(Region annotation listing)
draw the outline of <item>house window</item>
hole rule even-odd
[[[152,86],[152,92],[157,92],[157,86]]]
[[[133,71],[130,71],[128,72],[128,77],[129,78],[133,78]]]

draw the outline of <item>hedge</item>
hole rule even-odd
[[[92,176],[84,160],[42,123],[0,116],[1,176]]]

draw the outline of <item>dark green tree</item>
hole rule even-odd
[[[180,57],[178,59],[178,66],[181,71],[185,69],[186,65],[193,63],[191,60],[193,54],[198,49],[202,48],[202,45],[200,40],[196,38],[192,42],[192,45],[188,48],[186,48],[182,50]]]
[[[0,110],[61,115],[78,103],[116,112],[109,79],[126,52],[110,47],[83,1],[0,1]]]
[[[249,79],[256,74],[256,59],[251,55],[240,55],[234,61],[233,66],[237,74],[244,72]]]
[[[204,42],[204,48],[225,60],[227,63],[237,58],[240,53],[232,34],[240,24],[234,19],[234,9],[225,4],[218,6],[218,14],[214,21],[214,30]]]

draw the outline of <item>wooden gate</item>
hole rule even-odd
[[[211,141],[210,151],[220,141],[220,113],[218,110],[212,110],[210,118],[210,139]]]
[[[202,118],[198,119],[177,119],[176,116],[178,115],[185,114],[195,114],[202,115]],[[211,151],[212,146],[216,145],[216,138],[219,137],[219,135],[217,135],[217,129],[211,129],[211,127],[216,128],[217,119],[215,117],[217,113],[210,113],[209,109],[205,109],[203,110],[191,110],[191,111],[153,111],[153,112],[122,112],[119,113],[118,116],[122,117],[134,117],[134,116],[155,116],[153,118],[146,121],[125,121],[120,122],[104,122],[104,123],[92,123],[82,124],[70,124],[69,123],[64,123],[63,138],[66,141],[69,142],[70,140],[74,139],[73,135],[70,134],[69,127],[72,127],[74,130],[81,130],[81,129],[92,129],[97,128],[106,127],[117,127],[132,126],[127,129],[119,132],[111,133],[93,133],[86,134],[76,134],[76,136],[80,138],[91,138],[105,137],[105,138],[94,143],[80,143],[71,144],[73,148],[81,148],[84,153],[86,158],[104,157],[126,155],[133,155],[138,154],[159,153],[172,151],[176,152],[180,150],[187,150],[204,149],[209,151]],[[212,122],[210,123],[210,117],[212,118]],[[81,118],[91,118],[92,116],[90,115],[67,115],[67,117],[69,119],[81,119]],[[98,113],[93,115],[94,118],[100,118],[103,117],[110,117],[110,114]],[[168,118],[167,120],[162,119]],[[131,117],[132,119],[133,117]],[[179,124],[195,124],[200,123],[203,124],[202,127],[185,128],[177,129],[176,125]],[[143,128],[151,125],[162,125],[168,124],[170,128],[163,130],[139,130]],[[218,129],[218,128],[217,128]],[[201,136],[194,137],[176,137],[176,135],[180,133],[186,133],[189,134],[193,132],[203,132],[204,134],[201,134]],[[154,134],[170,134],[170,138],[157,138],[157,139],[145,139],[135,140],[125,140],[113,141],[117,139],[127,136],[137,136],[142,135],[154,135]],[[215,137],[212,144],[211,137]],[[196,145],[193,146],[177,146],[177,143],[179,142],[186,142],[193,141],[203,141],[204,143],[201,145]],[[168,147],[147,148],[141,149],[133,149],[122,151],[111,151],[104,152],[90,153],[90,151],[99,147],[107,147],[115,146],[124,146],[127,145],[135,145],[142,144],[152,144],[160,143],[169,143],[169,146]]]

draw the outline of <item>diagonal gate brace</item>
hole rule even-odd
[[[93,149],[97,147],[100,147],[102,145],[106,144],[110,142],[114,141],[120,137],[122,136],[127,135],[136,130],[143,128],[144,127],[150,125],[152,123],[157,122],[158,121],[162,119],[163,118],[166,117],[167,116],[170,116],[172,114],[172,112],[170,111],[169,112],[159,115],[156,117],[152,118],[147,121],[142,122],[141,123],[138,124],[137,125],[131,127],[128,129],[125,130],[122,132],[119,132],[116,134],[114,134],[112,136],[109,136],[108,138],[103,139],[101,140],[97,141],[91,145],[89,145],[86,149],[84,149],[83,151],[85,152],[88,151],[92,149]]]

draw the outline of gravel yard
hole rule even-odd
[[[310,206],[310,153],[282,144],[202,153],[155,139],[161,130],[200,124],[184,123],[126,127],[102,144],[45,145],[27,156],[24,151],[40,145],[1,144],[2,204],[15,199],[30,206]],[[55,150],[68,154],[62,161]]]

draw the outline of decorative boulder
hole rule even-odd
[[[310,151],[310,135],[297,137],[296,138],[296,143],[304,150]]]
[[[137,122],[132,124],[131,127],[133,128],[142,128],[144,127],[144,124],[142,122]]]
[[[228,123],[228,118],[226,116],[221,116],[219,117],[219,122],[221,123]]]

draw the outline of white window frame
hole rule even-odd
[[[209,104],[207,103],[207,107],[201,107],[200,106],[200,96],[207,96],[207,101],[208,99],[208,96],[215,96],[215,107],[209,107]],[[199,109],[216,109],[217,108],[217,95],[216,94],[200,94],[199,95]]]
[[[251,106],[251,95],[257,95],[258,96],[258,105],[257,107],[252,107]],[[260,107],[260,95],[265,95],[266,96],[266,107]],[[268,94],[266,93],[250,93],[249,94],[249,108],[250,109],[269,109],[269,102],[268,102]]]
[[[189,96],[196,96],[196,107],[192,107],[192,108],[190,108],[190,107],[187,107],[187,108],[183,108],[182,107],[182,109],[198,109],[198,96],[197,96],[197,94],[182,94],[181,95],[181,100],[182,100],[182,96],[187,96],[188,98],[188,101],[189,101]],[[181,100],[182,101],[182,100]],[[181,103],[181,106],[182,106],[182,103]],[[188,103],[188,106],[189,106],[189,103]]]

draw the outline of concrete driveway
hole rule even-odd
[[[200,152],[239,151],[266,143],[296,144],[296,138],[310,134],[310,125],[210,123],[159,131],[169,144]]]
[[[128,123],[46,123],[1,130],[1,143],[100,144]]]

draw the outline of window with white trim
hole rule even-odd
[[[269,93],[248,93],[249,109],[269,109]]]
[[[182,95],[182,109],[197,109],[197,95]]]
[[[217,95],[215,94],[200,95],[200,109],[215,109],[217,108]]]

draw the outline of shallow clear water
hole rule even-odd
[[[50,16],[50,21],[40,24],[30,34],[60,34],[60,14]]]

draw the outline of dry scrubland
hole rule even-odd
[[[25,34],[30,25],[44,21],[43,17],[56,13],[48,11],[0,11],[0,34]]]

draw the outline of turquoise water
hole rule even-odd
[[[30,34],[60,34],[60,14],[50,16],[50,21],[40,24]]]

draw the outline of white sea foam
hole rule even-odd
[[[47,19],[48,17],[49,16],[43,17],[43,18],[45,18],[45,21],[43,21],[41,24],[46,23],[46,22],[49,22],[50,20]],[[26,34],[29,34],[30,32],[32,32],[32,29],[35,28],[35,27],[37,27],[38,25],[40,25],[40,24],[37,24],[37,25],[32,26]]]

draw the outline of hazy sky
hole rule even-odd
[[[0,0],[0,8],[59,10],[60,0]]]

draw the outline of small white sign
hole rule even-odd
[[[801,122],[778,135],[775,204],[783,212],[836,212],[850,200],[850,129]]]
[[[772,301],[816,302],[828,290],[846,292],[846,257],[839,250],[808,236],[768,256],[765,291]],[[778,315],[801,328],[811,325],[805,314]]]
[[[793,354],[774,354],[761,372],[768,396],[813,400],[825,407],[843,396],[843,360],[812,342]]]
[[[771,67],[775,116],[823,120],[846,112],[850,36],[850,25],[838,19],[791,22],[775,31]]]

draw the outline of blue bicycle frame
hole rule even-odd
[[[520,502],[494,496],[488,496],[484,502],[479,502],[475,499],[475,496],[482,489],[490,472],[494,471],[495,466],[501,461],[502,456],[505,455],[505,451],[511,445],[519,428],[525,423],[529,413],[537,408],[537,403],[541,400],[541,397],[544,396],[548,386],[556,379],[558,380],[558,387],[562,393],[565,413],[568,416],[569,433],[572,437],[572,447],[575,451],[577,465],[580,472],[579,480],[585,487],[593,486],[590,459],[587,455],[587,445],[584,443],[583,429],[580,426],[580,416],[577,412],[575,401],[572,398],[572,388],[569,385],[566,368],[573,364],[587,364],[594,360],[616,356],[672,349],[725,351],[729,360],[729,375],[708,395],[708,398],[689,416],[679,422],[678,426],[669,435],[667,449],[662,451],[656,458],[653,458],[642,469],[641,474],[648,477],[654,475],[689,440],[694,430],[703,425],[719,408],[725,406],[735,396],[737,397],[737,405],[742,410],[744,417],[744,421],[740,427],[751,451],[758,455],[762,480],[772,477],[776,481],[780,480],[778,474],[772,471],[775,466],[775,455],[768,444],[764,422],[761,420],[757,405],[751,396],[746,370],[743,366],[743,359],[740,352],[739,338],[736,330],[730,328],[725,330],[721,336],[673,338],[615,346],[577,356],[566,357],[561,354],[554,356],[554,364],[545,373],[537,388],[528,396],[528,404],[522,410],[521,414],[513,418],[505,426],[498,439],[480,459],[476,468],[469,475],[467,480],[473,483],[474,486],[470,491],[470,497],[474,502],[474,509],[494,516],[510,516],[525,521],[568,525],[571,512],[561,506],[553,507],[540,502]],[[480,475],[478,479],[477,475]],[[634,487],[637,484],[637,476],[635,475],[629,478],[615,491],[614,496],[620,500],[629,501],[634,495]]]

**Task details:**
Quote the lines from the start of the listing through the line containing "[[[92,176],[84,160],[42,123],[0,116],[1,176]]]".

**Solution to the exercise:**
draw the outline of <item>house window</item>
hole rule even-odd
[[[152,86],[152,92],[157,92],[157,86]]]
[[[133,71],[130,71],[128,72],[128,77],[129,78],[133,78]]]

draw the outline of <item>hedge</item>
hole rule even-odd
[[[92,176],[84,160],[42,123],[0,116],[1,176]]]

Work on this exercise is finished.